■ **WHAT THE TASK ASKS**
Beneath this instruction is a listing. Transcribe from it only the stretch from the line with "Q: innermost point of each instance of the yellow painted" through the line with "Q: innermost point of each instance of the motorcycle license", both end lines included, exactly as written.

>>>>>

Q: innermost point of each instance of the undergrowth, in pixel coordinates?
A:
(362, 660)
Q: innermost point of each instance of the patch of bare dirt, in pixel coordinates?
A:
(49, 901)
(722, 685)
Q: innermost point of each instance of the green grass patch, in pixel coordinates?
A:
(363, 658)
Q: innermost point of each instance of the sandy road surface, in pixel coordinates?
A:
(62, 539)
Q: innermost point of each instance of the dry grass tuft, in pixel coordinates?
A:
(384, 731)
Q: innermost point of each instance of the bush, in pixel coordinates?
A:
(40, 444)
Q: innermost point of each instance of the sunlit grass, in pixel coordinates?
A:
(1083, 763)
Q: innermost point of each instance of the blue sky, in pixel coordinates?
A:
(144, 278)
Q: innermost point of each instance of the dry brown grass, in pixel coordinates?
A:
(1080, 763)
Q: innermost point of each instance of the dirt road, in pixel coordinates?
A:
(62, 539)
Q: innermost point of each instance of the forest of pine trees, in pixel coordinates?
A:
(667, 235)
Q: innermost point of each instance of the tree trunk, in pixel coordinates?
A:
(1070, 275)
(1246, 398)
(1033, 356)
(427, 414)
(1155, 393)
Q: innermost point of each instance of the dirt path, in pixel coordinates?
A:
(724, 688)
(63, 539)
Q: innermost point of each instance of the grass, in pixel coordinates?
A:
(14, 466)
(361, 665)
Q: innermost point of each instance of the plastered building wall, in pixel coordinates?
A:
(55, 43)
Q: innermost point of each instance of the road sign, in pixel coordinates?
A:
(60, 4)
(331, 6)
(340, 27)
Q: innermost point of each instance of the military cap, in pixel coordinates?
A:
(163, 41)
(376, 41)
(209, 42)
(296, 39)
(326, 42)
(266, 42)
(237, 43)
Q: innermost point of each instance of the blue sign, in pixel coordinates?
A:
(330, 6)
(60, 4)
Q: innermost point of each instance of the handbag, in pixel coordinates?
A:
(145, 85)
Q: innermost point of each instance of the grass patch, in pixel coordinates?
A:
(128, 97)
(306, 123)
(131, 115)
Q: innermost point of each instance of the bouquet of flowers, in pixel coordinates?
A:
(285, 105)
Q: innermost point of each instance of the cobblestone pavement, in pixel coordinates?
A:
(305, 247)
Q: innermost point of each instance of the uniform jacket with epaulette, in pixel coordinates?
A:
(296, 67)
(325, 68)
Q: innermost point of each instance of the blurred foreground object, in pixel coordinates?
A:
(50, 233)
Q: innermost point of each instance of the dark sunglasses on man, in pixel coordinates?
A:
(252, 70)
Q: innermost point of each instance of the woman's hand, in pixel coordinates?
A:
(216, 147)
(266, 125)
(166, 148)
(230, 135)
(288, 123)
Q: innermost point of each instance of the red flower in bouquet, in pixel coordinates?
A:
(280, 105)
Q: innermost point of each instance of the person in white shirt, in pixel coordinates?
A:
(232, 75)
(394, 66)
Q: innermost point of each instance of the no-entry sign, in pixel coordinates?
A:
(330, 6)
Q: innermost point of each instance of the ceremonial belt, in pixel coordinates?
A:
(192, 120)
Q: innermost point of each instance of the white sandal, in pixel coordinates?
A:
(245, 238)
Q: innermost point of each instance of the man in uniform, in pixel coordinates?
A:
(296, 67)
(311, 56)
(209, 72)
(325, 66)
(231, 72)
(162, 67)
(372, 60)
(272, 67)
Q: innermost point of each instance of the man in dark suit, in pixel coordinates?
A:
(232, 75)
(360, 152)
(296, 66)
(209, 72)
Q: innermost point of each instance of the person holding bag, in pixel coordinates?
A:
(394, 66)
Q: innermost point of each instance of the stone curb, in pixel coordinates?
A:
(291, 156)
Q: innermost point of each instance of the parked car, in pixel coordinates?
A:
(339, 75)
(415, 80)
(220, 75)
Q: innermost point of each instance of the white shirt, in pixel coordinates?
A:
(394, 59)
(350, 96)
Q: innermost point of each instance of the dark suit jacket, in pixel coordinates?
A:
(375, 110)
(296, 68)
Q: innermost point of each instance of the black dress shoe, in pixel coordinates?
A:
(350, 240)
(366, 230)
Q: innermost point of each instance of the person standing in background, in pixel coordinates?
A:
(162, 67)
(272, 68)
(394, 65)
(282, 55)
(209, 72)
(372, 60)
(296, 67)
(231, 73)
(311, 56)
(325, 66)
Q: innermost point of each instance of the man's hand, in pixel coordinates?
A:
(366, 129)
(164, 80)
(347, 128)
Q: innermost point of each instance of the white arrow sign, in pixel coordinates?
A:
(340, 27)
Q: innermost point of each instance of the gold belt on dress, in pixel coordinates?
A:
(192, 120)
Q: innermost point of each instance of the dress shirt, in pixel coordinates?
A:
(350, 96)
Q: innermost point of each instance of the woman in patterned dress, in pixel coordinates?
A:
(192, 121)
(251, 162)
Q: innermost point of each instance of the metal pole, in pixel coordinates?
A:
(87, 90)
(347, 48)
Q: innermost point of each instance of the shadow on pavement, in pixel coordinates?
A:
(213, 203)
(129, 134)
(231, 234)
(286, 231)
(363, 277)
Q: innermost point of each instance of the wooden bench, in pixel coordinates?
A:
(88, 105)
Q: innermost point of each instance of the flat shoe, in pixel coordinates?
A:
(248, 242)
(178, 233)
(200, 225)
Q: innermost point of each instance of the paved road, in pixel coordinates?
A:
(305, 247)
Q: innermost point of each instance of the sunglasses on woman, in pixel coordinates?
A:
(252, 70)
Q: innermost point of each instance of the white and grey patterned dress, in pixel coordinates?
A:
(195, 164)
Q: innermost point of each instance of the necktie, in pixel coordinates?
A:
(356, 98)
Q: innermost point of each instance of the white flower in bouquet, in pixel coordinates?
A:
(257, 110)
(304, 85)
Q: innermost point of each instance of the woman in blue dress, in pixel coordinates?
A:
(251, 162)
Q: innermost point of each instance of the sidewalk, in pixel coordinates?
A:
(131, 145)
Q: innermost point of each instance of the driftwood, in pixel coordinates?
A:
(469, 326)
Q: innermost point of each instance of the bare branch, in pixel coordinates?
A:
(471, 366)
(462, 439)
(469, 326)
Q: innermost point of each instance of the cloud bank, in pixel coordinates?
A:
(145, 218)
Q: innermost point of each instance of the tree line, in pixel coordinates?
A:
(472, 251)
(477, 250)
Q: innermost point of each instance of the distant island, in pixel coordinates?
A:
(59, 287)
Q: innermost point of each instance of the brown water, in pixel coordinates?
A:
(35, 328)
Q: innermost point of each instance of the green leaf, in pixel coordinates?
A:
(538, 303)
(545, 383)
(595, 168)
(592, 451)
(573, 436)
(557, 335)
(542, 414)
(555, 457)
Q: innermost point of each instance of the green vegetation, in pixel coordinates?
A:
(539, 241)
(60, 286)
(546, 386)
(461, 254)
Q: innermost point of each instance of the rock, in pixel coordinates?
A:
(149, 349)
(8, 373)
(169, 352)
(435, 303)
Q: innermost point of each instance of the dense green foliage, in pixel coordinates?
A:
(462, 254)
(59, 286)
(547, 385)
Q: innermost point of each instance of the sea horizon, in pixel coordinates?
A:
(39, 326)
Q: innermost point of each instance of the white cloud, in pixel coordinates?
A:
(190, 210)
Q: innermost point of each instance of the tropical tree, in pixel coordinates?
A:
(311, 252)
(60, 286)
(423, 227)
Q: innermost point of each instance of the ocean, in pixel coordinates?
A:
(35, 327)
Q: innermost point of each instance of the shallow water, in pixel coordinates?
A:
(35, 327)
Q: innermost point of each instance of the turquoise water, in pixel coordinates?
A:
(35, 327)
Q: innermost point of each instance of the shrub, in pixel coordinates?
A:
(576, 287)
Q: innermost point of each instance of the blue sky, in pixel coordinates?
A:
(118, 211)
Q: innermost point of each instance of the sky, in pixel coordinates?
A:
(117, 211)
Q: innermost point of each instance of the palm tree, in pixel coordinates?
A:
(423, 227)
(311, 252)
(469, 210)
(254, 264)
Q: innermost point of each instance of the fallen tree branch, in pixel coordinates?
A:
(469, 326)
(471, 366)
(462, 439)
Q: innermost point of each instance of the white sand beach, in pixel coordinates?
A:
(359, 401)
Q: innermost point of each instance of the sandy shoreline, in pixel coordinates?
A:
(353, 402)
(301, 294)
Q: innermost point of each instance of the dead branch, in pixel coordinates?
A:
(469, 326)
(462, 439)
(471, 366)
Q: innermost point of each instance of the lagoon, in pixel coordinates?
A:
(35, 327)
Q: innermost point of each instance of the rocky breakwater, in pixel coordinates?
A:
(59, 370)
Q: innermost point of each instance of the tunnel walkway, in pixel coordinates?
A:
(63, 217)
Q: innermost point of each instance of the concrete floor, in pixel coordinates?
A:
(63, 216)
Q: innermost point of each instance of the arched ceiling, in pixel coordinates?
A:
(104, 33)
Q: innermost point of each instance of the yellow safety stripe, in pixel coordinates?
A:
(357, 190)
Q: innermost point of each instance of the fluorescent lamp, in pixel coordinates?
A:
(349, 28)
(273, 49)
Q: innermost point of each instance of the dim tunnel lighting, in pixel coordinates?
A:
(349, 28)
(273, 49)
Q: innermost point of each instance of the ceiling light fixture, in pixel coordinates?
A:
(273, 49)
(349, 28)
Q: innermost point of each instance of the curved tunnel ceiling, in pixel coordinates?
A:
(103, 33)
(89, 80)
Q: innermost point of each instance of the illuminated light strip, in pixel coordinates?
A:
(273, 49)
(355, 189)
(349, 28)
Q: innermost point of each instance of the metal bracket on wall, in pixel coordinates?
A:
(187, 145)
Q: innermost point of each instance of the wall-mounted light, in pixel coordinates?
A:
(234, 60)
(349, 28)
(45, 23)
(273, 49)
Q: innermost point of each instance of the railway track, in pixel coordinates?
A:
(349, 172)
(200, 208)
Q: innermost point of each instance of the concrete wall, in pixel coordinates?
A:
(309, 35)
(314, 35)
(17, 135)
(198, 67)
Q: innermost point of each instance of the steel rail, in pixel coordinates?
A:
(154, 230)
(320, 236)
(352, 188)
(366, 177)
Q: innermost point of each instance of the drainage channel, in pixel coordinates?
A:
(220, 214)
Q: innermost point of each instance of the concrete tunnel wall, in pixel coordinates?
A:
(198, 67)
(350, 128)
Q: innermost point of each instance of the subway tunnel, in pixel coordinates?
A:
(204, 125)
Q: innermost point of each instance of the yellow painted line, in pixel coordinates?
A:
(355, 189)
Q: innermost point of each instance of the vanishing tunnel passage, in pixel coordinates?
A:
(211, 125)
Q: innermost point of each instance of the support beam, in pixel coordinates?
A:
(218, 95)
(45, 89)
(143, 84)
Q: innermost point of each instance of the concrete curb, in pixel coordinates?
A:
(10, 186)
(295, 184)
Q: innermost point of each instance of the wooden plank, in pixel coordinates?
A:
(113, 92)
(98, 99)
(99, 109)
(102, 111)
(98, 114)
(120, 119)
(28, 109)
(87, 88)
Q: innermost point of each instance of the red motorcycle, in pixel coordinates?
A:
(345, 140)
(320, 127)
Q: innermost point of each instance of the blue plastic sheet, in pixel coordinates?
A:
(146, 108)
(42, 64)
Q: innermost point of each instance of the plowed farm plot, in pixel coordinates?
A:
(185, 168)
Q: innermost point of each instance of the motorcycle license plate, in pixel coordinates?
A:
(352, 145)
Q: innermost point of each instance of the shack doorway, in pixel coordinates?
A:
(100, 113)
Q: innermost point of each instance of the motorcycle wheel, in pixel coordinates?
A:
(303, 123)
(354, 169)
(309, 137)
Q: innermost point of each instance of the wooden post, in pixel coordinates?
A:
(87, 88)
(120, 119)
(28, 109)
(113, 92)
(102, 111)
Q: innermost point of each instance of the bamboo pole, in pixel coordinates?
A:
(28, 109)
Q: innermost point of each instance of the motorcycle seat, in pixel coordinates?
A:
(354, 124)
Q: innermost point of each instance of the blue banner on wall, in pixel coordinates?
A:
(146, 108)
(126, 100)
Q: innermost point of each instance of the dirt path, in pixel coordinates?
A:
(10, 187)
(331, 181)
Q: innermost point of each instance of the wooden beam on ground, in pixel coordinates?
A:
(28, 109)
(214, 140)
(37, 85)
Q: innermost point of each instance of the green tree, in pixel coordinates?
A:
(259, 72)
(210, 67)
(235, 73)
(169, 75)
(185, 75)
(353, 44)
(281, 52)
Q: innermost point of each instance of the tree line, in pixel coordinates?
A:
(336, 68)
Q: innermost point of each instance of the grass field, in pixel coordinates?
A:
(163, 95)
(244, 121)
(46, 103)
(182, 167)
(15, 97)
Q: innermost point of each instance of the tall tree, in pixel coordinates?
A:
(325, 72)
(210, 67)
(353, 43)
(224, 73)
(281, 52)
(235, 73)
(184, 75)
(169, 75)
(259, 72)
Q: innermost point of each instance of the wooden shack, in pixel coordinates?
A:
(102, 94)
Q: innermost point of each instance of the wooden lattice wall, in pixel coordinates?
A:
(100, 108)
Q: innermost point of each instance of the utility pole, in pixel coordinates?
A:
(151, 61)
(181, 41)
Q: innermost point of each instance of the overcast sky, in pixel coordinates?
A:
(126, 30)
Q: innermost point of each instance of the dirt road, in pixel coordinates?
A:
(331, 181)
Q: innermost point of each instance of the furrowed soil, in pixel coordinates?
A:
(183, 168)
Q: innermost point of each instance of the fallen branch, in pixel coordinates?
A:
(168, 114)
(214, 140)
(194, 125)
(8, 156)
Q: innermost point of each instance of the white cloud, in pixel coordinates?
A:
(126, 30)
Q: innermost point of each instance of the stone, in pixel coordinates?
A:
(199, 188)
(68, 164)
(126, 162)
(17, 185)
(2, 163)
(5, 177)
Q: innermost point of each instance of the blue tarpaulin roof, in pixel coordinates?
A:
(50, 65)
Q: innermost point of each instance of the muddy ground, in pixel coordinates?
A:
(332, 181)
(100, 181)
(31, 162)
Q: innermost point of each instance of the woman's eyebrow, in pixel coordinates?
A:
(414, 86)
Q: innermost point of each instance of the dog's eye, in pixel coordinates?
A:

<<<<<

■ **RESPONSE TO THE TASK**
Q: innermost point of each instance of the yellow painted line, in pixel coordinates?
A:
(355, 189)
Q: innermost point of each instance of the vanishing tunnel passage, in pixel coordinates?
A:
(211, 125)
Q: innermost point of each instance of the support beam, in pixel coordinates?
A:
(218, 95)
(45, 89)
(143, 84)
Q: innermost point of each instance of the concrete curb, in pixel coordinates?
A:
(10, 186)
(295, 184)
Q: innermost point of each instance of the wooden plank, in pixel coordinates?
A:
(113, 92)
(98, 99)
(99, 109)
(102, 111)
(98, 114)
(120, 119)
(28, 109)
(87, 88)
Q: innermost point of each instance of the red motorcycle, in pixel coordinates?
A:
(345, 140)
(320, 127)
Q: innermost point of each instance of the blue plastic sheet, in pixel coordinates?
A:
(146, 108)
(42, 64)
Q: innermost point of each instance of the plowed farm plot, in pixel coordinates?
A:
(185, 168)
Q: innermost point of each instance of the motorcycle license plate, in pixel coordinates?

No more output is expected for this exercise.